» AIM OF THE EXERCISE
The records below hold pictures; please leave those out and retype the rest exactly.

'''

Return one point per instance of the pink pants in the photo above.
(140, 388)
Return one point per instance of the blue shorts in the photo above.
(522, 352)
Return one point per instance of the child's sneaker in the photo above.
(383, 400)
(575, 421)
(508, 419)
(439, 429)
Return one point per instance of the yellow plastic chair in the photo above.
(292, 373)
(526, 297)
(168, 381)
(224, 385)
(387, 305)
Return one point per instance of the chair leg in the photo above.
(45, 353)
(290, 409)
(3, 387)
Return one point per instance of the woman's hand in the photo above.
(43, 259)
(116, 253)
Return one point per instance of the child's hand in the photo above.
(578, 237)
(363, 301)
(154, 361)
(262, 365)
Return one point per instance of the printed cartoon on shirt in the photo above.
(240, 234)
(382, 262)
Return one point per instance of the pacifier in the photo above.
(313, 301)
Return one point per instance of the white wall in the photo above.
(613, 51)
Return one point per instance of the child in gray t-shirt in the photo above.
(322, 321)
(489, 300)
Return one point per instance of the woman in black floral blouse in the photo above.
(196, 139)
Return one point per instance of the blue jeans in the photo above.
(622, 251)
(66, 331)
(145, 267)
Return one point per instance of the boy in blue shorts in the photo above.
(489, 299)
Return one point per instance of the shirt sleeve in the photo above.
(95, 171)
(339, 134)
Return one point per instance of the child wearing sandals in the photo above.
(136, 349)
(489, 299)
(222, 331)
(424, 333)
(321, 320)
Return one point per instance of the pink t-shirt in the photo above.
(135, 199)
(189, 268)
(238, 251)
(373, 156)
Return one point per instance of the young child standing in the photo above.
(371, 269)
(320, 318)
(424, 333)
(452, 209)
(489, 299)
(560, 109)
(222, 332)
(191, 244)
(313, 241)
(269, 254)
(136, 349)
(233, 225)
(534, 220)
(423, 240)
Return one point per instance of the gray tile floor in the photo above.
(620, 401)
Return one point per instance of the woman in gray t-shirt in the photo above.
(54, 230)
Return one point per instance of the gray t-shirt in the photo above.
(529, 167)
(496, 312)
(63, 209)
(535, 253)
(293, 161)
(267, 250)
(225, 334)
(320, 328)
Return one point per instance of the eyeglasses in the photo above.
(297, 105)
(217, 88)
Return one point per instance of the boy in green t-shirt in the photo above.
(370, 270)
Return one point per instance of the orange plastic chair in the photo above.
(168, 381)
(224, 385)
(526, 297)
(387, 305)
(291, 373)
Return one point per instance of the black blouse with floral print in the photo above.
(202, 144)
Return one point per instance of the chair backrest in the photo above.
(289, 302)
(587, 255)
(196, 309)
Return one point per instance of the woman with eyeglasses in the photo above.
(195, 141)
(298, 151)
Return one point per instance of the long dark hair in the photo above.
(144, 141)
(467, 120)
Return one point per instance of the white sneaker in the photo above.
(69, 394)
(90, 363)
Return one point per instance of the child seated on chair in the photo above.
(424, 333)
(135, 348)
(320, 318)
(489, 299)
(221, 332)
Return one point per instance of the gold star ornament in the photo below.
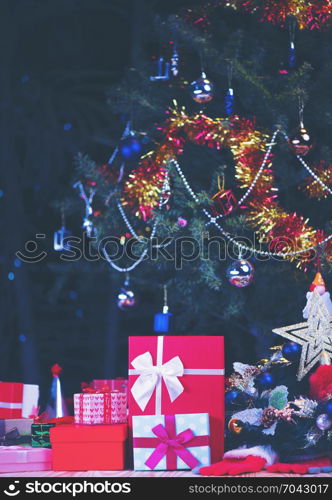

'''

» WRITTEN SOLUTION
Return one point per instance of the pink pants in the photo above.
(140, 388)
Return one point per instance of the blue shorts in the photo above.
(522, 352)
Return one point per instance of the child's sneaker in the photo above.
(383, 400)
(575, 421)
(508, 419)
(439, 429)
Return one point per instance of the yellow plastic chair in the photo above.
(292, 373)
(526, 297)
(168, 381)
(224, 385)
(387, 305)
Return one point per instance of the chair leg in the photo above.
(45, 353)
(290, 409)
(3, 387)
Return one point per instance of the woman's hand in the photo above.
(43, 259)
(116, 253)
Return one point per instance of the child's hand in the photo above.
(578, 237)
(363, 301)
(154, 361)
(262, 365)
Return one point per instance of the printed cartoon on shirt in the photo above.
(240, 234)
(382, 262)
Return one point per instance of the pacifier in the photo above.
(313, 301)
Return one point per instance of the white wall in the photo above.
(613, 51)
Return one point per instance of the child in gray t-shirt in the photo above.
(322, 321)
(489, 300)
Return one point per instance of the woman in black floral blouse in the photo above.
(196, 139)
Return one point per instance of the blue jeans in the photo above.
(622, 251)
(66, 331)
(145, 267)
Return one point per instance of the boy in blue shorts in the photo above.
(489, 299)
Return one point per instance of the shirt sleeve in the photo above.
(95, 171)
(339, 134)
Return one point per instance of the child wearing sandals in the photo above.
(136, 349)
(489, 299)
(222, 331)
(424, 333)
(321, 320)
Return one point per instance of the pink t-shirt in the photo above.
(135, 199)
(189, 268)
(238, 251)
(373, 156)
Return one point per instance of the young child standing in the photo above.
(371, 269)
(320, 318)
(424, 333)
(452, 209)
(489, 299)
(560, 109)
(222, 332)
(191, 244)
(313, 241)
(269, 254)
(136, 349)
(233, 225)
(534, 220)
(423, 240)
Return one point per instance of the gray tile floor in the photo above.
(620, 401)
Return one point per instance of the woman in gray t-shirt in the photo above.
(54, 230)
Return one point per instance of the gray t-shirt in the photo above.
(529, 167)
(496, 312)
(63, 209)
(535, 253)
(293, 161)
(267, 250)
(225, 334)
(320, 328)
Return one point per instance of the eyeglasses in the photo above.
(297, 105)
(217, 88)
Return one point per instance of the boy in green t-shirt in the photo above.
(370, 270)
Return one point per instance of the orange plastic chair in the photo above.
(168, 381)
(224, 385)
(526, 297)
(387, 305)
(291, 373)
Return one point per instance of the black blouse with floral print in the photo above.
(202, 144)
Return one point per instance of the chair backrest in the photo above.
(289, 302)
(587, 255)
(196, 309)
Return one point per instance of the woman with eyeglasses in the photo above.
(195, 141)
(298, 151)
Return one point per instance of the long dark hair in the photo above.
(144, 141)
(467, 120)
Return one point per instance of the white sneaker in the photo above.
(69, 394)
(90, 363)
Return one point per instance of the child seated on chair in the photo above.
(424, 333)
(135, 348)
(320, 318)
(489, 299)
(221, 332)
Return one point per instance of the gold star ornament in the photo below.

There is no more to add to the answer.